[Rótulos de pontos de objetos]
====

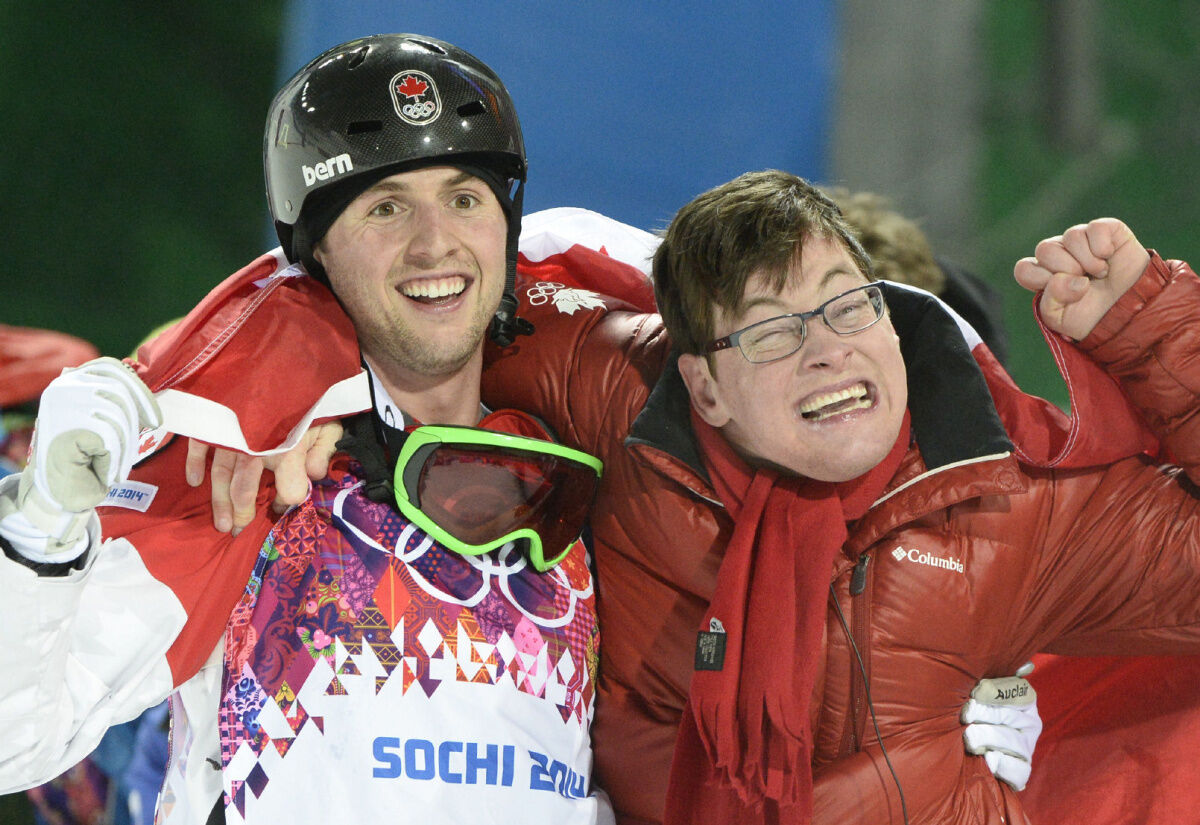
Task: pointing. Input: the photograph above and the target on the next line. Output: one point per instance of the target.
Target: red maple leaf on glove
(411, 86)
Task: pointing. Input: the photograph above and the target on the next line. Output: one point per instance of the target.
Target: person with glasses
(417, 639)
(826, 515)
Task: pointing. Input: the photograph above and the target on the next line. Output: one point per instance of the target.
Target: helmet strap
(505, 325)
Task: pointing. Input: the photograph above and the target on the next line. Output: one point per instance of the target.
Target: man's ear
(706, 395)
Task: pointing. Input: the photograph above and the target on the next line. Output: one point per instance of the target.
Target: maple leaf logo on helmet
(415, 97)
(569, 300)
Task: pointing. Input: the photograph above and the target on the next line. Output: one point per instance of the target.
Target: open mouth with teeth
(826, 405)
(435, 290)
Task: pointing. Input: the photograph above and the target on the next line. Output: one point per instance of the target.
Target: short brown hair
(756, 222)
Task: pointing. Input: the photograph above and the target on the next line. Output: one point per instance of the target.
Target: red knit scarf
(772, 592)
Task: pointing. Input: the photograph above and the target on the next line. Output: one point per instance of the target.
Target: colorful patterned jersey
(369, 670)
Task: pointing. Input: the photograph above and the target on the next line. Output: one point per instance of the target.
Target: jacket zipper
(859, 639)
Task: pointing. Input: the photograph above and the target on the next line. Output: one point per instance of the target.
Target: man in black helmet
(418, 638)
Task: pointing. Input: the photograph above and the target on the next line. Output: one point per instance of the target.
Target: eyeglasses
(778, 337)
(475, 489)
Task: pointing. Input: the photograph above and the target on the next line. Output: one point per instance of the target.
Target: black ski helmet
(381, 104)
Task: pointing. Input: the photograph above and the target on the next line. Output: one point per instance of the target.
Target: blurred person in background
(900, 251)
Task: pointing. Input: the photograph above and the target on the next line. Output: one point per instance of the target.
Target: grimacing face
(418, 262)
(829, 411)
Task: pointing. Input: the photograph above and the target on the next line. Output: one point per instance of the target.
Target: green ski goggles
(477, 489)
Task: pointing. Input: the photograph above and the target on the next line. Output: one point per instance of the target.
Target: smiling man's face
(418, 262)
(829, 411)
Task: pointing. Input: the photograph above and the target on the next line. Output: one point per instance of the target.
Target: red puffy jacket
(990, 546)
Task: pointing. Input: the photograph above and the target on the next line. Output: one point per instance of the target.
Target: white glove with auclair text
(84, 444)
(1003, 726)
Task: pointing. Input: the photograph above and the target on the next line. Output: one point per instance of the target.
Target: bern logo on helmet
(415, 97)
(327, 169)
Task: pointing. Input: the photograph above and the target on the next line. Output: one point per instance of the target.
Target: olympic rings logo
(543, 291)
(419, 110)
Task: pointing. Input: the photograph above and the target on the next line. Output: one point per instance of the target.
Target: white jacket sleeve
(83, 651)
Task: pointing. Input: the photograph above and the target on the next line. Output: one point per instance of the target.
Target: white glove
(1003, 726)
(84, 443)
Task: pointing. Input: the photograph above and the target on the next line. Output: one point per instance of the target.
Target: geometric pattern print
(347, 595)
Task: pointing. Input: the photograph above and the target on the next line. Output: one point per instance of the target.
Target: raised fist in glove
(84, 443)
(1003, 726)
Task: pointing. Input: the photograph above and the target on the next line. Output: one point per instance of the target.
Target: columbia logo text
(928, 559)
(327, 169)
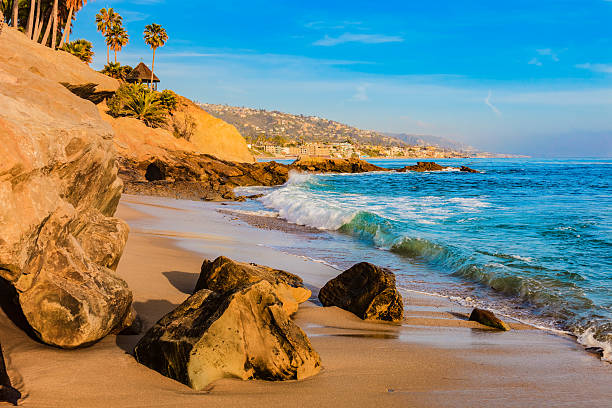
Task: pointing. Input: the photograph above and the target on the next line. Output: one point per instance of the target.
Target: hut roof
(141, 73)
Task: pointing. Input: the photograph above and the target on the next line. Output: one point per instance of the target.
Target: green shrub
(81, 49)
(137, 101)
(168, 100)
(117, 71)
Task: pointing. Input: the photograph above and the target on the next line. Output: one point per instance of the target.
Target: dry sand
(434, 358)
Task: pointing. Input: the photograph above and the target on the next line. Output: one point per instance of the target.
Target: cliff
(59, 190)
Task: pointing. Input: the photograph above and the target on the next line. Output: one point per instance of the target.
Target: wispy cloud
(490, 105)
(604, 68)
(328, 41)
(549, 52)
(535, 61)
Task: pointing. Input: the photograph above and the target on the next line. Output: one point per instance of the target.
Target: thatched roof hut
(142, 74)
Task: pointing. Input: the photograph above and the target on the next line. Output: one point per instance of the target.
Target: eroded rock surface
(224, 275)
(488, 318)
(365, 290)
(245, 334)
(59, 190)
(7, 392)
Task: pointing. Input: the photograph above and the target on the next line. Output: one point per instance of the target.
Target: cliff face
(59, 190)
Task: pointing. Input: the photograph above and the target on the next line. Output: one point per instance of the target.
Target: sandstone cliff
(59, 190)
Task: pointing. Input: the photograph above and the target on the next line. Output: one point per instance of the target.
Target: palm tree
(117, 38)
(80, 48)
(155, 36)
(73, 7)
(106, 20)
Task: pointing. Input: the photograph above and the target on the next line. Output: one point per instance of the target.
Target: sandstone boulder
(323, 165)
(488, 318)
(365, 290)
(224, 275)
(59, 190)
(7, 392)
(245, 335)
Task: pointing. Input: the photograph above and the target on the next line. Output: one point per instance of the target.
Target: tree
(73, 7)
(80, 48)
(155, 36)
(117, 38)
(105, 21)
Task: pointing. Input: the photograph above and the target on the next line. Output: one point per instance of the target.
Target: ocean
(528, 238)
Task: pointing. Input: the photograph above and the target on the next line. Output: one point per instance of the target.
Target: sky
(525, 77)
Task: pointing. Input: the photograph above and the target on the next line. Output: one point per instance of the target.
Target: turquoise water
(528, 237)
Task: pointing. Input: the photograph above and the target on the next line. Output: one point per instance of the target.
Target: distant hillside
(258, 125)
(428, 140)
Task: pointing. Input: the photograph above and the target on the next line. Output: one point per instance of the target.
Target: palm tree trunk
(47, 30)
(38, 25)
(54, 36)
(66, 35)
(152, 67)
(15, 18)
(30, 26)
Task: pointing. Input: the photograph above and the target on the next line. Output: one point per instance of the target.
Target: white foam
(588, 339)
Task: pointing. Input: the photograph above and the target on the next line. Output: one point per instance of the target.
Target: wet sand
(434, 358)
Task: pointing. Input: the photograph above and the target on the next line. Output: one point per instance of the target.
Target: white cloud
(535, 61)
(490, 105)
(605, 68)
(328, 41)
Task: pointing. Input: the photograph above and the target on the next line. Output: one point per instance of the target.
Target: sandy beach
(434, 358)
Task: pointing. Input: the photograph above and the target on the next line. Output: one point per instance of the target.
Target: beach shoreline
(433, 357)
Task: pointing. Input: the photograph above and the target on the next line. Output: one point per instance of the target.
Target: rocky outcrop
(245, 334)
(423, 166)
(212, 135)
(467, 169)
(7, 392)
(323, 165)
(365, 290)
(224, 275)
(432, 166)
(488, 318)
(59, 190)
(196, 176)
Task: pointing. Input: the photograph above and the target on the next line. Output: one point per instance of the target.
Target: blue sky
(531, 77)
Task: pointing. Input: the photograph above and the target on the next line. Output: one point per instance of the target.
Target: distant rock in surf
(246, 334)
(365, 290)
(488, 318)
(432, 166)
(224, 275)
(325, 165)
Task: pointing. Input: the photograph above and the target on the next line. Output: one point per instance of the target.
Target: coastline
(432, 358)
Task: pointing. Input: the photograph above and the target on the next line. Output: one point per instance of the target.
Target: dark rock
(365, 290)
(224, 275)
(323, 165)
(7, 392)
(422, 166)
(468, 170)
(245, 334)
(488, 318)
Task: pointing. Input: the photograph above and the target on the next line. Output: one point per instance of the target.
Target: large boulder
(365, 290)
(7, 392)
(488, 318)
(224, 275)
(59, 190)
(245, 335)
(325, 165)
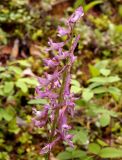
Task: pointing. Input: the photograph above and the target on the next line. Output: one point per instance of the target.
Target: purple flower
(43, 81)
(55, 46)
(55, 86)
(39, 123)
(76, 15)
(63, 31)
(51, 63)
(49, 146)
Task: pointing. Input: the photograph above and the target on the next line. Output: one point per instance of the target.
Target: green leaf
(9, 113)
(92, 4)
(71, 154)
(110, 152)
(94, 71)
(80, 137)
(99, 90)
(87, 94)
(116, 93)
(22, 86)
(75, 89)
(105, 120)
(79, 3)
(64, 155)
(13, 127)
(8, 87)
(31, 81)
(15, 69)
(105, 80)
(94, 148)
(105, 72)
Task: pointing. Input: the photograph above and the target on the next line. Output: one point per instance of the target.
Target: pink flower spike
(76, 15)
(63, 31)
(55, 46)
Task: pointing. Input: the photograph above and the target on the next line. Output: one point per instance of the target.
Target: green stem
(60, 100)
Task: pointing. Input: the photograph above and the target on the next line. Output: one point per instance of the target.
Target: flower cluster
(56, 87)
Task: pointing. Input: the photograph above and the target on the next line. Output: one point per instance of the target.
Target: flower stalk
(56, 87)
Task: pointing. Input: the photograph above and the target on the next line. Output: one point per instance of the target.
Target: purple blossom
(45, 94)
(63, 31)
(51, 63)
(76, 15)
(55, 46)
(55, 86)
(49, 146)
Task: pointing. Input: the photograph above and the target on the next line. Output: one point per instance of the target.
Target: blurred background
(25, 26)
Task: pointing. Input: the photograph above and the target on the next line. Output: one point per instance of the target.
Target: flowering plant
(56, 87)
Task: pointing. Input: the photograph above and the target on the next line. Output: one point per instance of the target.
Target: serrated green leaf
(105, 72)
(87, 94)
(105, 120)
(37, 101)
(94, 148)
(92, 4)
(8, 87)
(105, 80)
(9, 113)
(22, 86)
(94, 71)
(110, 152)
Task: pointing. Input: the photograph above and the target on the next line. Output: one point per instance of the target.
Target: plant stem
(60, 100)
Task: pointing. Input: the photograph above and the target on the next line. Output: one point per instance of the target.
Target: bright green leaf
(110, 152)
(87, 94)
(105, 120)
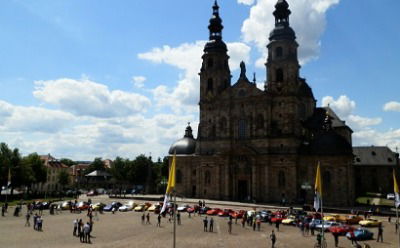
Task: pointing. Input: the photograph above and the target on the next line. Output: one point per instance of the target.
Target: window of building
(260, 121)
(279, 75)
(327, 179)
(178, 176)
(207, 178)
(222, 124)
(210, 63)
(210, 85)
(281, 179)
(242, 128)
(279, 52)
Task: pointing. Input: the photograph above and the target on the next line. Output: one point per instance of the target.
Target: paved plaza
(126, 230)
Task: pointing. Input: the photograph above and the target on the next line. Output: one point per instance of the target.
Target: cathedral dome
(184, 146)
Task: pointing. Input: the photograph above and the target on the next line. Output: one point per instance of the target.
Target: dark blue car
(109, 207)
(360, 234)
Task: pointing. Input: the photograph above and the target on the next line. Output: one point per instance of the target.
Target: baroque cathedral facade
(263, 145)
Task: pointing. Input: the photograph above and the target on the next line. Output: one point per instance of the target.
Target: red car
(225, 213)
(238, 214)
(342, 229)
(214, 211)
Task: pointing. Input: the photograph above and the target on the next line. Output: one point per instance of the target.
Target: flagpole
(174, 245)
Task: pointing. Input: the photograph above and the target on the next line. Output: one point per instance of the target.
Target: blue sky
(85, 79)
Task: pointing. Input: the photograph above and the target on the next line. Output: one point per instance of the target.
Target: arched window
(222, 124)
(260, 121)
(210, 63)
(242, 129)
(178, 176)
(279, 52)
(281, 179)
(210, 85)
(279, 75)
(207, 178)
(327, 179)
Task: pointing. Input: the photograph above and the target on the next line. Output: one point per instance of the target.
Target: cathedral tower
(215, 75)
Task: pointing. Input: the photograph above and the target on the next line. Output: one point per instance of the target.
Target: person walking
(28, 217)
(178, 218)
(273, 239)
(205, 224)
(380, 233)
(336, 238)
(159, 220)
(86, 231)
(75, 226)
(229, 226)
(148, 218)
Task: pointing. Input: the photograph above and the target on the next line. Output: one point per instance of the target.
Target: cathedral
(263, 145)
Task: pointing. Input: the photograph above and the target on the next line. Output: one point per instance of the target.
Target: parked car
(83, 205)
(128, 206)
(183, 208)
(214, 211)
(225, 213)
(110, 207)
(353, 219)
(325, 225)
(361, 234)
(98, 205)
(290, 220)
(238, 214)
(370, 223)
(341, 229)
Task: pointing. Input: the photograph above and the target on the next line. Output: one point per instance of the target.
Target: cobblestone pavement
(126, 230)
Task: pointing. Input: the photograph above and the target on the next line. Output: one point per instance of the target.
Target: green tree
(97, 164)
(63, 178)
(68, 162)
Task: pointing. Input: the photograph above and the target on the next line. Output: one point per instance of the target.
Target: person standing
(380, 233)
(28, 217)
(75, 227)
(336, 238)
(229, 226)
(205, 224)
(273, 239)
(159, 220)
(148, 218)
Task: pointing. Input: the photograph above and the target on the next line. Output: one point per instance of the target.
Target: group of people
(82, 230)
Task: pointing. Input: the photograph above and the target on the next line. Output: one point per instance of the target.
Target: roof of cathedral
(374, 156)
(186, 145)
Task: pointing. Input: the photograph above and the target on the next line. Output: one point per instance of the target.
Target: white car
(183, 208)
(128, 206)
(327, 225)
(390, 196)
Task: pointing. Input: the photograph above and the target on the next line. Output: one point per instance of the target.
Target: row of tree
(30, 169)
(24, 171)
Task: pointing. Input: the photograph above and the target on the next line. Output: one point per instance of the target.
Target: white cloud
(305, 14)
(343, 106)
(246, 2)
(184, 97)
(84, 97)
(138, 81)
(392, 106)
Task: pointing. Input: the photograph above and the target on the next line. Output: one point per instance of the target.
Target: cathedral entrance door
(242, 190)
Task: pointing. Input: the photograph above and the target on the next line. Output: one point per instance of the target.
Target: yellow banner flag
(171, 176)
(396, 191)
(318, 181)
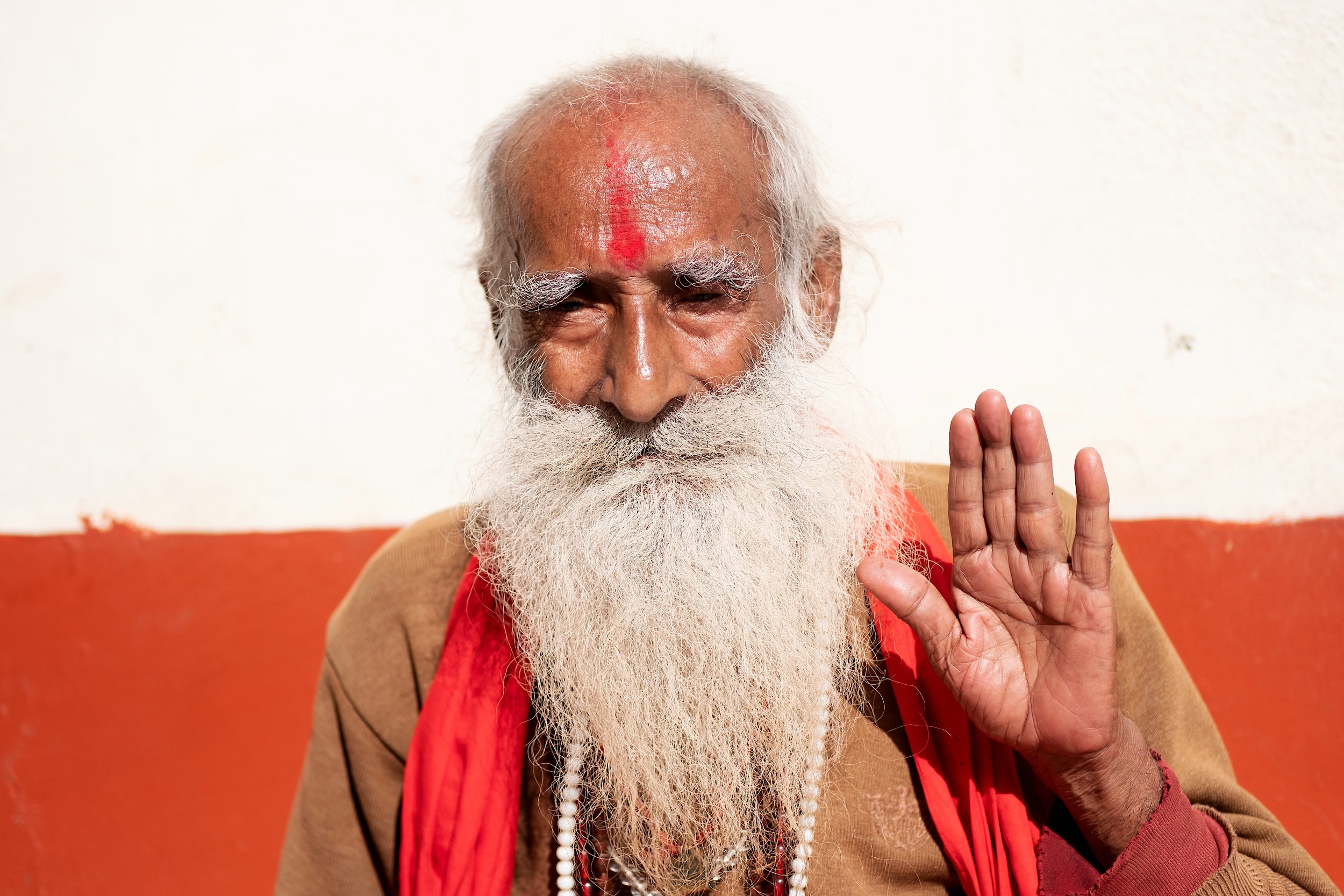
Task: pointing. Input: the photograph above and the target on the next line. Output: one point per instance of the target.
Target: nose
(643, 374)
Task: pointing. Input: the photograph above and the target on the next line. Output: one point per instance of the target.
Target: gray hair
(802, 221)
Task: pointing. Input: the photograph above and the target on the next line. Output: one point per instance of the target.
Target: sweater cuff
(1175, 851)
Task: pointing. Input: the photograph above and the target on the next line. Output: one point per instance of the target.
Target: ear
(821, 300)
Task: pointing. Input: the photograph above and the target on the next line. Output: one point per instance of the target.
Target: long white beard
(682, 593)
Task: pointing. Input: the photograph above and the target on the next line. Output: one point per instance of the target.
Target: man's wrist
(1109, 793)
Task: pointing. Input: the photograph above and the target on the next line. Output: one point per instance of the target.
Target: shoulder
(383, 641)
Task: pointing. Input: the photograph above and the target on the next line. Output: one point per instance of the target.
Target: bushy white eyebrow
(541, 291)
(727, 268)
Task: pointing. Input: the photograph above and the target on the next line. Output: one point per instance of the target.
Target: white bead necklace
(568, 836)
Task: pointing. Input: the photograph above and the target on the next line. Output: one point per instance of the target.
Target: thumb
(916, 601)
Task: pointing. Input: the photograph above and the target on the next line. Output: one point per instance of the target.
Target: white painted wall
(233, 281)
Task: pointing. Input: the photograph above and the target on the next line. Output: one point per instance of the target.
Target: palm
(1030, 648)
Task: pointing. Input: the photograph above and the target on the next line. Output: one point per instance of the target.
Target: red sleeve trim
(1176, 851)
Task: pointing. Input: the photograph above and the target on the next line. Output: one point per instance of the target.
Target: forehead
(635, 183)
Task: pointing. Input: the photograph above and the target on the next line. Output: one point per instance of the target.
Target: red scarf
(464, 773)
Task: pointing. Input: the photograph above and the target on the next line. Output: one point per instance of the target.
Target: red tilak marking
(625, 245)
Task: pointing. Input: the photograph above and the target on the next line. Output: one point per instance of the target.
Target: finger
(1000, 505)
(1041, 523)
(918, 604)
(1093, 539)
(966, 492)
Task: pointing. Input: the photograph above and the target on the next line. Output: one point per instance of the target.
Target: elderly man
(690, 639)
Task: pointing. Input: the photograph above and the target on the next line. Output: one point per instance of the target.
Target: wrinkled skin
(1030, 649)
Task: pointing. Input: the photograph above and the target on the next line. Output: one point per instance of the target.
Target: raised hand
(1030, 648)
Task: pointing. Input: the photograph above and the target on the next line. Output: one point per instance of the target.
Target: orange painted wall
(155, 690)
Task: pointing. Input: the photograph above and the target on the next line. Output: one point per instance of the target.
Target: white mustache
(681, 593)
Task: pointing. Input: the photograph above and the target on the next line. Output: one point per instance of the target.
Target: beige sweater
(873, 832)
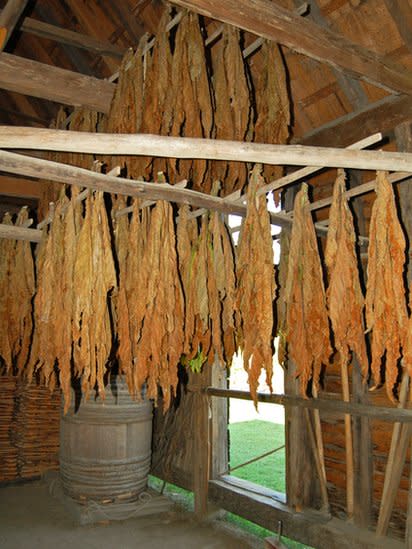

====

» **DESCRIÇÃO DA TAREFA**
Informe quantas linhas dos registros contêm a palavra "sandstone". Responda apenas com o número.

» **RESPOSTA**
2